About this task:
Print out every record below, exactly as written.
=-=-=
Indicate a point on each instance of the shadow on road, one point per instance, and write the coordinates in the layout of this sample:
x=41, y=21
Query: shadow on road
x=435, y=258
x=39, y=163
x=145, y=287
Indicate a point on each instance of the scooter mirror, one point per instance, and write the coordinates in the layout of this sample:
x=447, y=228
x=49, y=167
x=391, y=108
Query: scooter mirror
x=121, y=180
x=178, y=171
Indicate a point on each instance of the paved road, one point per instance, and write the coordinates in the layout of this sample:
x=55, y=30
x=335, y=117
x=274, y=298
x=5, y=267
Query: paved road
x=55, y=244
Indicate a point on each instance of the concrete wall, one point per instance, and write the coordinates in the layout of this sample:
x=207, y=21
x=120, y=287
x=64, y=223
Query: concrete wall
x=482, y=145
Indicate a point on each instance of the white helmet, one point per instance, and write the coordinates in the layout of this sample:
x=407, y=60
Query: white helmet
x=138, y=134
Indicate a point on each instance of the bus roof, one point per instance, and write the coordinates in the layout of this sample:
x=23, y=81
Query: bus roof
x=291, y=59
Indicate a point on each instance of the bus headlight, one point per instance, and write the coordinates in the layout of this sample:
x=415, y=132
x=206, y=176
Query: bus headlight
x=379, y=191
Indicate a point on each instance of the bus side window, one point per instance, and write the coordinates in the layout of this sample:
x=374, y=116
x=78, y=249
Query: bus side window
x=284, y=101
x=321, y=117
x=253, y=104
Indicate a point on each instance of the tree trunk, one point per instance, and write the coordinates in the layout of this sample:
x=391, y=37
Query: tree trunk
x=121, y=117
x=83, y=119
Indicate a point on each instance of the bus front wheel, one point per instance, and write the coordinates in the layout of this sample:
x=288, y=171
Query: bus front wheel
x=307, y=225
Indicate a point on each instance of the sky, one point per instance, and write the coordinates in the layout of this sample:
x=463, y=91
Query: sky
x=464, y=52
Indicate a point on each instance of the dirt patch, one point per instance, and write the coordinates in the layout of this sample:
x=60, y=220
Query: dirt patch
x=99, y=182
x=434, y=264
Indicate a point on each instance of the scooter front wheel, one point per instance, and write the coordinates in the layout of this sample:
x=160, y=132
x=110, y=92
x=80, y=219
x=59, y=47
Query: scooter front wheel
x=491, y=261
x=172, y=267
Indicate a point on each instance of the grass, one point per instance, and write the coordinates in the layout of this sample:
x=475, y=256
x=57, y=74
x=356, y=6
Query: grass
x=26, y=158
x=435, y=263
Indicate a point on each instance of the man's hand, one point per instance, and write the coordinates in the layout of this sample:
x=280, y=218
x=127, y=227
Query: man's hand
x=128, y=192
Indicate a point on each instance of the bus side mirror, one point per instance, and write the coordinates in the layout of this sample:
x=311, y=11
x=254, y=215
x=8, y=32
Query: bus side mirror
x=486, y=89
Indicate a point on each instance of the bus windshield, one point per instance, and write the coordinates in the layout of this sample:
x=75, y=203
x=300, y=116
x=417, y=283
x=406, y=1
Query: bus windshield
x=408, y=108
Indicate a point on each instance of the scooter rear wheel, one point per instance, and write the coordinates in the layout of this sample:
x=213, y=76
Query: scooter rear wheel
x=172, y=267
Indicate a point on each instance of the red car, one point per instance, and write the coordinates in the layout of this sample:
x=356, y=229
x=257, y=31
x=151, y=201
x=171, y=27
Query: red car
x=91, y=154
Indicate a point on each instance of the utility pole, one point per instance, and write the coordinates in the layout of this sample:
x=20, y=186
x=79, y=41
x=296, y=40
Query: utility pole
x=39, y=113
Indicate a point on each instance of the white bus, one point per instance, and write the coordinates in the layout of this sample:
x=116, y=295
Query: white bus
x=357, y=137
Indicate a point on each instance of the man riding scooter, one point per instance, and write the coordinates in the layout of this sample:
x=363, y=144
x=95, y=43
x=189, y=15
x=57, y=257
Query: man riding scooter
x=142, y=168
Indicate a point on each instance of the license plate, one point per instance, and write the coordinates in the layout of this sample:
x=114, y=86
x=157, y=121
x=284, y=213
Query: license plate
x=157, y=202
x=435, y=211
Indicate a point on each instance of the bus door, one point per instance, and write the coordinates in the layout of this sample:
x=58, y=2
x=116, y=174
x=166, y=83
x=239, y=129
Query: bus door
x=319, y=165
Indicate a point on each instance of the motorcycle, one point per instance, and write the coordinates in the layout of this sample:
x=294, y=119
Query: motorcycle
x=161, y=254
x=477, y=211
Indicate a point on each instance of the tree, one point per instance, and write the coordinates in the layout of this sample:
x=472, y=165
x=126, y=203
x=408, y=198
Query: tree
=-=-=
Completed task:
Indicate a point on each instance of the shadow on road, one point per instance, and write the coordinates in the layout of this sample:
x=41, y=21
Query: shadow on road
x=435, y=258
x=39, y=163
x=145, y=287
Indicate a point on each instance of the scooter mirror, one point per instance, and write the coordinates in the layout of this sample:
x=447, y=228
x=49, y=167
x=391, y=108
Query: scooter mirror
x=121, y=180
x=178, y=171
Indicate a point on each instance of the paved road, one point per instance, and write the coordinates in the layout of this sample:
x=55, y=30
x=335, y=117
x=274, y=298
x=5, y=267
Query: paved road
x=55, y=244
Indicate a point on each instance of the concrete wall, one point per instance, and write the coordinates in the layout of this sample:
x=207, y=21
x=120, y=287
x=64, y=223
Query: concrete wall
x=482, y=145
Indicate a point on each instance of the white helmet, one point per instance, and write the coordinates in the layout of this sample:
x=407, y=60
Query: white helmet
x=138, y=134
Indicate a point on each instance of the bus roof, one point per instance, and write the coordinates in the layout of this sample:
x=23, y=81
Query: bus roof
x=291, y=59
Indicate a point on each instance of the bus headlight, one point per instance, and write the coordinates in the layout of this sample:
x=415, y=132
x=206, y=176
Query: bus headlight
x=379, y=191
Indicate a point on each instance of the bus side window, one point per instance, and write the coordinates in the layout of this sample:
x=374, y=116
x=78, y=249
Query: bus side window
x=284, y=101
x=321, y=117
x=253, y=104
Indicate a point on each instance of the tree trunk, one point per instance, and write the coordinates in the layout of this sample:
x=391, y=37
Query: tree trunk
x=121, y=117
x=83, y=119
Indicate a point on each instance of the bus front wheel, one point per instance, and write the coordinates in the layout of this sample:
x=288, y=171
Query: bus front wheel
x=307, y=225
Indicate a point on each instance of the sky, one point per instance, and write the coordinates in the layout of this sample:
x=463, y=91
Query: sky
x=464, y=52
Indicate a point on each instance of the dirt patch, one point per instance, and write the coordinates in the layout of this sample:
x=60, y=220
Query: dirt patch
x=99, y=182
x=434, y=264
Indicate a point on each instance of the scooter front wheel, one point per instance, and write the coordinates in the layout of this sample:
x=160, y=132
x=110, y=92
x=80, y=219
x=59, y=47
Query: scooter front wheel
x=491, y=261
x=172, y=267
Indicate a point on each instance of the grass, one point per instance, and write the coordinates in the layout of this sample:
x=475, y=256
x=57, y=74
x=356, y=6
Query: grass
x=26, y=158
x=435, y=263
Indicate a point on each instance of the man's hand, one point per instance, and write the coordinates in the layout of this sample:
x=280, y=218
x=127, y=227
Query: man's hand
x=128, y=192
Indicate a point on each instance of the bus side mirror, one point per instance, and write the coordinates in the layout of this sample:
x=311, y=11
x=254, y=215
x=8, y=32
Query: bus side mirror
x=486, y=89
Indicate a point on each instance of the bus windshield, one point per instance, and write the coordinates in the layout of this sample:
x=75, y=203
x=300, y=116
x=417, y=283
x=406, y=1
Query: bus windshield
x=408, y=108
Indicate a point on each instance of the scooter rear wheel, one point per instance, and write the coordinates in the layout of this sample:
x=213, y=76
Query: scooter rear wheel
x=172, y=267
Indicate a point on each instance of the red car, one point per instance, and write the coordinates in the layout of this sample:
x=356, y=229
x=257, y=31
x=151, y=201
x=171, y=27
Query: red car
x=91, y=154
Indicate a point on each instance of the utility pole, one point per instance, and write the coordinates in the layout of this sample:
x=20, y=186
x=79, y=41
x=296, y=40
Query: utility pole
x=39, y=113
Indicate a point on each instance of the white bus, one point per instance, and write the coordinates in the layout of this sample:
x=116, y=295
Query: white bus
x=357, y=137
Indicate a point on each instance of the man riding scooter, one point per instance, and write the coordinates in the layout of this sample:
x=363, y=144
x=95, y=43
x=189, y=15
x=57, y=257
Query: man riding scooter
x=142, y=168
Indicate a point on each instance of the license plate, one point per instance, and write the coordinates in the layout of this sample:
x=114, y=86
x=157, y=121
x=284, y=213
Query: license plate
x=157, y=202
x=435, y=211
Indicate a point on each instance of the bus door, one point per instance, and write the coordinates in the layout of this sample:
x=58, y=2
x=116, y=174
x=166, y=83
x=239, y=129
Query: bus door
x=319, y=165
Indicate a point on each instance of the motorcycle, one point per instance, and write the coordinates in the layout of this sample:
x=294, y=119
Query: motorcycle
x=161, y=254
x=477, y=211
Indicate a point on each instance of the tree, one point per instance, and write the coordinates in the layout of this sample:
x=472, y=165
x=126, y=203
x=408, y=198
Query: tree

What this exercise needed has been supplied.